RECORDED INFORMATION -
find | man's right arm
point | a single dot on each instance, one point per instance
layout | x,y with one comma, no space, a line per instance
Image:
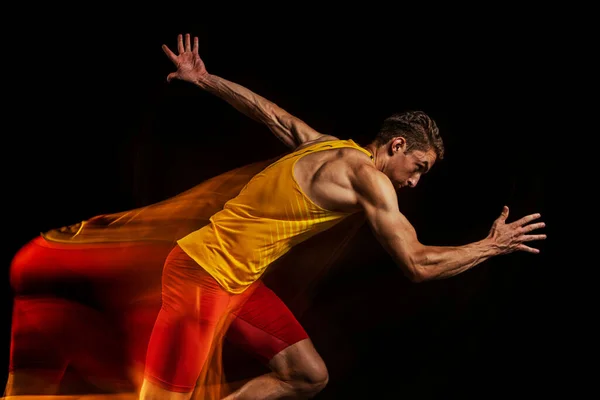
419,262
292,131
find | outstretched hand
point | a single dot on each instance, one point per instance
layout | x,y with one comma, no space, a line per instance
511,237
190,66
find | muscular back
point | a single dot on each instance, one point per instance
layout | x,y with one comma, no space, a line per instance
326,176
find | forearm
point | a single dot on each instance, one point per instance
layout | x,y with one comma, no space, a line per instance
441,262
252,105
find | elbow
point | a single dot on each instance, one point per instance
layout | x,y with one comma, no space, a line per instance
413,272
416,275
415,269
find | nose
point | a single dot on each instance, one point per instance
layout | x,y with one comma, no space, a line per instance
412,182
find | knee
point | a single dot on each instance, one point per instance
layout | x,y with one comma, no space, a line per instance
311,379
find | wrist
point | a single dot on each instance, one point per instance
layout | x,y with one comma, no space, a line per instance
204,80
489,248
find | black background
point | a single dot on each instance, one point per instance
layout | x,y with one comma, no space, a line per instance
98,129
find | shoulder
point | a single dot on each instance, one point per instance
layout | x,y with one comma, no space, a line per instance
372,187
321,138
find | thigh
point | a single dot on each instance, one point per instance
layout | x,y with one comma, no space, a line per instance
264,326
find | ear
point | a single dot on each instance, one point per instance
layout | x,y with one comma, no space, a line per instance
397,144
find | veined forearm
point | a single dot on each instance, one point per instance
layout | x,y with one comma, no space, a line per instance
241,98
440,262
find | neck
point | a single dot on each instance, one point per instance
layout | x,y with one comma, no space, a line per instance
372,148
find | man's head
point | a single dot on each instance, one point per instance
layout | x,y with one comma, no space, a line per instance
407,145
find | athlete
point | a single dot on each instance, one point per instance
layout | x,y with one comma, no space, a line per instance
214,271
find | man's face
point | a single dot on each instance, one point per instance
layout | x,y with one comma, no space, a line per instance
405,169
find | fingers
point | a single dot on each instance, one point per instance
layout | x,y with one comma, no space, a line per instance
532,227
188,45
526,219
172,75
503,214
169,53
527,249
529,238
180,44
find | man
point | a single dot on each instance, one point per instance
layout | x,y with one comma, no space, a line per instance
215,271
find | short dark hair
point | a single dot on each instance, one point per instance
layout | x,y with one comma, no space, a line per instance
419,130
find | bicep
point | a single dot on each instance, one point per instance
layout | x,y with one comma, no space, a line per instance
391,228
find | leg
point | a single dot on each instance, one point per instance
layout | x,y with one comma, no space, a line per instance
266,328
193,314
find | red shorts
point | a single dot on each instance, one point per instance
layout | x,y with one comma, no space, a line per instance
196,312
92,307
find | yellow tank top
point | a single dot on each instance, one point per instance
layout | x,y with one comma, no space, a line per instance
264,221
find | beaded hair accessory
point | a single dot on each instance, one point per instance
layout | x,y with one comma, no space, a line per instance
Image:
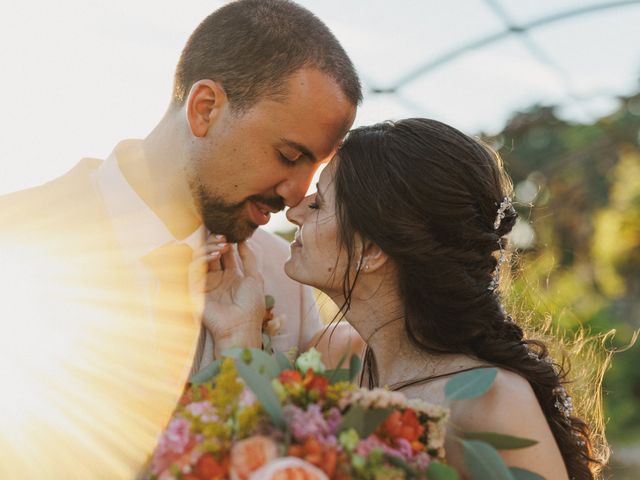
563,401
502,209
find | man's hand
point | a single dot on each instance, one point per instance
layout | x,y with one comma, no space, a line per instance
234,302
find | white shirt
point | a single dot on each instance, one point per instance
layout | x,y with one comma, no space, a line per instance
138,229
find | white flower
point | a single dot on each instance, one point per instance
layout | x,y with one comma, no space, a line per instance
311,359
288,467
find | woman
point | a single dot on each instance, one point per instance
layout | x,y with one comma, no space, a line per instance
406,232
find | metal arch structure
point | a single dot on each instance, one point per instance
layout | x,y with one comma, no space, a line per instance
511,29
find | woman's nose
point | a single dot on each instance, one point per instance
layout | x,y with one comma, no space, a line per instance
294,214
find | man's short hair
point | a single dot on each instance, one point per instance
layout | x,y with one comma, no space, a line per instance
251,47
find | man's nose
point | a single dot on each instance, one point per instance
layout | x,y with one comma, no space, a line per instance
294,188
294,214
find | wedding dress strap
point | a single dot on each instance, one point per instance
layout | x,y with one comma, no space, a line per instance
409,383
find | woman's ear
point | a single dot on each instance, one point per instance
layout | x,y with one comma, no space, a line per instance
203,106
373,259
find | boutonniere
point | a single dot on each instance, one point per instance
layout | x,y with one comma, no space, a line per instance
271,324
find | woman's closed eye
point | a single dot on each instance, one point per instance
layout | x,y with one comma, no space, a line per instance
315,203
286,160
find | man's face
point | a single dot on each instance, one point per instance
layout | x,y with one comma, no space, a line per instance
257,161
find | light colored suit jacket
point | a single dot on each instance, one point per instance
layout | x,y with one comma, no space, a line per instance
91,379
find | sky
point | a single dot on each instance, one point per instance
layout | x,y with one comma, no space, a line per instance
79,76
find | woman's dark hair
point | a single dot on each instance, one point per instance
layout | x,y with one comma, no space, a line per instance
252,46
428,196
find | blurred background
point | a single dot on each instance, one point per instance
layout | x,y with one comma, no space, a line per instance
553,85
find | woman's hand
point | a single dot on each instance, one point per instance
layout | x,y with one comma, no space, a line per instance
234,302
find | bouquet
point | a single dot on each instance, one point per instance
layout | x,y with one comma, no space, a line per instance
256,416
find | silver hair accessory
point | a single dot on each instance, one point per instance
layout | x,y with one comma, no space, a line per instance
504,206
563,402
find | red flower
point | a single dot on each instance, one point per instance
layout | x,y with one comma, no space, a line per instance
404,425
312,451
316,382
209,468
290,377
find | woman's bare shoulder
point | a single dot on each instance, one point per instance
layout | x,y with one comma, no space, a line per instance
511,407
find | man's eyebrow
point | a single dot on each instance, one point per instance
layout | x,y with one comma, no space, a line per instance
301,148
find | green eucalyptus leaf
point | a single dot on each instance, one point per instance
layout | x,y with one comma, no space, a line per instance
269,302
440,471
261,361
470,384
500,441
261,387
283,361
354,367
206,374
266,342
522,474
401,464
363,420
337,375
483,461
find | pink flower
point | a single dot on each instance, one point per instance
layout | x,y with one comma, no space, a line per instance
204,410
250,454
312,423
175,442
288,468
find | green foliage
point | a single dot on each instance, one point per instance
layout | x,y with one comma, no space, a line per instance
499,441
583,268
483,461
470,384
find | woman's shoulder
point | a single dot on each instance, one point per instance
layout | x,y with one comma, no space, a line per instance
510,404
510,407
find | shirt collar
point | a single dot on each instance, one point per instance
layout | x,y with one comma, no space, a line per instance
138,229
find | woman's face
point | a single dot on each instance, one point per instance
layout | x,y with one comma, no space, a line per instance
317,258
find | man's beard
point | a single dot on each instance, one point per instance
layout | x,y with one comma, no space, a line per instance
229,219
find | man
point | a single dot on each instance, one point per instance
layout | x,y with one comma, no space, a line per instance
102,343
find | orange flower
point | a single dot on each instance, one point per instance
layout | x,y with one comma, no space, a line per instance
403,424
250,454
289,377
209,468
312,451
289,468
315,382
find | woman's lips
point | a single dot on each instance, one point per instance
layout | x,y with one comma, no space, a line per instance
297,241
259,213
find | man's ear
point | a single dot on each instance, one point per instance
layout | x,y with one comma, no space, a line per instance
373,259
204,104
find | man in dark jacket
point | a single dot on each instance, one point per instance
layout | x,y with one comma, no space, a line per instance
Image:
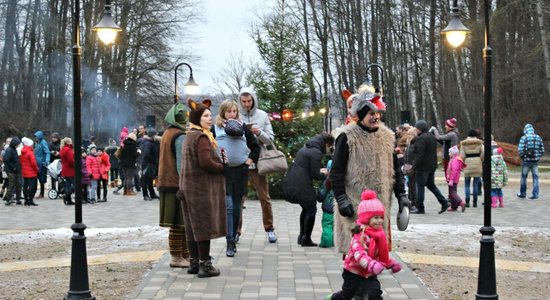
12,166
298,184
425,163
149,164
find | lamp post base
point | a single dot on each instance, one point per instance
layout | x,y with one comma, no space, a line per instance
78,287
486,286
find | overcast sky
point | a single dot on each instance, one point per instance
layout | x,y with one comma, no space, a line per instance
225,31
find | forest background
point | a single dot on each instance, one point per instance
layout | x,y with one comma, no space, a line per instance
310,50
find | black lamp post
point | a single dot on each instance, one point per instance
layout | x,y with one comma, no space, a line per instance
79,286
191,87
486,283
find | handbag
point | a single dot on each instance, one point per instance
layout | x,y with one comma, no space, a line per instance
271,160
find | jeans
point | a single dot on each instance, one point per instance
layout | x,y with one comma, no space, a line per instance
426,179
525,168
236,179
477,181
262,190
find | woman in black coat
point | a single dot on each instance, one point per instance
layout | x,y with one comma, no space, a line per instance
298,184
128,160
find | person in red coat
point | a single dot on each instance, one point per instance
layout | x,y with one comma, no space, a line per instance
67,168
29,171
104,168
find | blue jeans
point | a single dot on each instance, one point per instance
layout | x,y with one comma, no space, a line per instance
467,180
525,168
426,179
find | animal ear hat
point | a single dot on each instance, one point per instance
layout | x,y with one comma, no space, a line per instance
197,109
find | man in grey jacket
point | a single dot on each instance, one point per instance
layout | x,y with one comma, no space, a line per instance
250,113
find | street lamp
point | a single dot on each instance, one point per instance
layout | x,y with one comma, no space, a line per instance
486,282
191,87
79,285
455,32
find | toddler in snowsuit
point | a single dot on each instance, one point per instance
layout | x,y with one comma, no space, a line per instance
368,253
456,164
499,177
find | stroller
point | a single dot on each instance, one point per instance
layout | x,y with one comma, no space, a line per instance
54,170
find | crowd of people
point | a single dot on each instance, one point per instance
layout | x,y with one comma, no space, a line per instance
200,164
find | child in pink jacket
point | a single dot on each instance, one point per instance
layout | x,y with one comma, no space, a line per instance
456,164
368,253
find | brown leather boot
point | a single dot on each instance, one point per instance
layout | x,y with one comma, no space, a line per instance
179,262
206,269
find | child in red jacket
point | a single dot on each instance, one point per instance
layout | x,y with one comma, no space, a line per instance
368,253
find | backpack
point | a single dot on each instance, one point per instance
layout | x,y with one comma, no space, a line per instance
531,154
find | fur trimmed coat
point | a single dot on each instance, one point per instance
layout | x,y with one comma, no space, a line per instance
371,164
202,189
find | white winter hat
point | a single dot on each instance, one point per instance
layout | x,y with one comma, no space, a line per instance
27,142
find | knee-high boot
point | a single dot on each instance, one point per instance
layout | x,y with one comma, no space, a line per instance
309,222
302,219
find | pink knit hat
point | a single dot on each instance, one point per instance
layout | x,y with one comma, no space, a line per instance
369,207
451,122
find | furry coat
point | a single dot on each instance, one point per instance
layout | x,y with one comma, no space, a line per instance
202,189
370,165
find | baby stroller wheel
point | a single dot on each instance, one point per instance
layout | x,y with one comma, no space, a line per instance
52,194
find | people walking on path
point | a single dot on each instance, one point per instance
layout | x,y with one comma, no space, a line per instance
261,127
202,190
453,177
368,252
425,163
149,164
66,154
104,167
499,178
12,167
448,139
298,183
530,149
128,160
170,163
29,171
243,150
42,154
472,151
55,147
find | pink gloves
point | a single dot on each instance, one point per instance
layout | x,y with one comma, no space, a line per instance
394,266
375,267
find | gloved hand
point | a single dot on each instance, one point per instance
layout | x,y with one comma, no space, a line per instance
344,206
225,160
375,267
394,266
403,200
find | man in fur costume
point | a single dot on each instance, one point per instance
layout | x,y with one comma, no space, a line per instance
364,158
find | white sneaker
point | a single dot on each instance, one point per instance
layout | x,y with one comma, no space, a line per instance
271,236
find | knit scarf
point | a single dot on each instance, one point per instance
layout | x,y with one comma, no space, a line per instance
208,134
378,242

* * *

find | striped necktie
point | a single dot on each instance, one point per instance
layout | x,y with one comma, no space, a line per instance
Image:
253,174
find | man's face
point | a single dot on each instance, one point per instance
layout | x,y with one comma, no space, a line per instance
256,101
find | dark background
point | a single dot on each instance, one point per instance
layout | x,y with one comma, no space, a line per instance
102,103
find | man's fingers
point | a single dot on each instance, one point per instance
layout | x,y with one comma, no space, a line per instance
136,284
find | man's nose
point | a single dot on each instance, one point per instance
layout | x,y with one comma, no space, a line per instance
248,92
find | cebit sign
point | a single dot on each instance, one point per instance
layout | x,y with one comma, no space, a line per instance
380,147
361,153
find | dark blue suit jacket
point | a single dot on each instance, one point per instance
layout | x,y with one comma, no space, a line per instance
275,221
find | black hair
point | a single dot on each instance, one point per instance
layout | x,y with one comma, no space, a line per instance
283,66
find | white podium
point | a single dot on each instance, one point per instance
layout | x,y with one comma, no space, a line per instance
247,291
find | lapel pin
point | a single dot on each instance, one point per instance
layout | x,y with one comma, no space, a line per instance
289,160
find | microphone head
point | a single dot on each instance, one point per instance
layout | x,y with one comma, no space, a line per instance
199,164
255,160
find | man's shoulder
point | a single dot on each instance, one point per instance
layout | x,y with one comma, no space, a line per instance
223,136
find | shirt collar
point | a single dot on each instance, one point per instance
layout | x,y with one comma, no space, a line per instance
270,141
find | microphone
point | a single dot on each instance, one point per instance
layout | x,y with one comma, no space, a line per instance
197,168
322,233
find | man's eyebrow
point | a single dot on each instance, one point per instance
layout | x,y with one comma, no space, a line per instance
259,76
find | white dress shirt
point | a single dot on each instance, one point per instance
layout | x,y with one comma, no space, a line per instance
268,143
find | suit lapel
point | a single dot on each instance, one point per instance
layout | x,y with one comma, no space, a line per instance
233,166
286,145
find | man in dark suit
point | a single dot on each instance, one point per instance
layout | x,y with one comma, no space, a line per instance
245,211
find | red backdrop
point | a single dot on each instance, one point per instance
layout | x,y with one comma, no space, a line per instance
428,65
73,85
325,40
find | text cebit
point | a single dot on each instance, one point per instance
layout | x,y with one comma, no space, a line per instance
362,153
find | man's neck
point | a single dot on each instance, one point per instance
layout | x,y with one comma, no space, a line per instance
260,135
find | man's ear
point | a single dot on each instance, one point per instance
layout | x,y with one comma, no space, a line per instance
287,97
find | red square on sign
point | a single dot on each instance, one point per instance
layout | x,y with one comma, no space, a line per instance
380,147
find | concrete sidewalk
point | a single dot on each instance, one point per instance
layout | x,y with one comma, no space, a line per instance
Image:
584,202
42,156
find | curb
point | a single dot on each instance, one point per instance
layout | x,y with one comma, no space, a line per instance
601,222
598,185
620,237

* * *

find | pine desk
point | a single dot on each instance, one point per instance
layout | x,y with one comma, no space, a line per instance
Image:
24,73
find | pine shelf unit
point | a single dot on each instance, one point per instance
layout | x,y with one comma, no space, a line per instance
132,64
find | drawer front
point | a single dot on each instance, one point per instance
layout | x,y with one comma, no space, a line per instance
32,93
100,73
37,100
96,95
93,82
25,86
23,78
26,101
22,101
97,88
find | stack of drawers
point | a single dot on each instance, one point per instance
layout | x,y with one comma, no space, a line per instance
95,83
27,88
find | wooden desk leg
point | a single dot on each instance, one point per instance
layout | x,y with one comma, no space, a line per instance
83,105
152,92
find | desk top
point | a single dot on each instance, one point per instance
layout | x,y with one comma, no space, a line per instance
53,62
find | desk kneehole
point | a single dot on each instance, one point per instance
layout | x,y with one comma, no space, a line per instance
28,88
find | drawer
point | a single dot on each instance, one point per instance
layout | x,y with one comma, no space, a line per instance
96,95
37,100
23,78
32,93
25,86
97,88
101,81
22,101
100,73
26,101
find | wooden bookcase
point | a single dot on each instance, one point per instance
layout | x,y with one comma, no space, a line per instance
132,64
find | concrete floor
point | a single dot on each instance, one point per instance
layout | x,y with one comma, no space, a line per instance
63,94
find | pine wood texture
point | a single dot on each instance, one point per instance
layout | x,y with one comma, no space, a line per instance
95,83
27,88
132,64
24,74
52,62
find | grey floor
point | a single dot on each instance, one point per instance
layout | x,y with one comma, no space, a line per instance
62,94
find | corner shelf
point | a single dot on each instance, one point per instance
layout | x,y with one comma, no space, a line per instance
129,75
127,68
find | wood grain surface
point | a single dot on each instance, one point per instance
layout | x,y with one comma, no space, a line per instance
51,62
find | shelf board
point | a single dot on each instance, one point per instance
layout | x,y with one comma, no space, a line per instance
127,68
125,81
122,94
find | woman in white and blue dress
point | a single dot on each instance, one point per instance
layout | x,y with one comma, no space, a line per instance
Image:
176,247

TASK DIRECTIONS -
Note each line above that contains "hair" and copy it out.

ANSWER FOR THIS EXERCISE -
find | short dark hair
find | beaded hair accessory
find | man's short hair
find | woman's dark hair
find | silver hair accessory
find | black hair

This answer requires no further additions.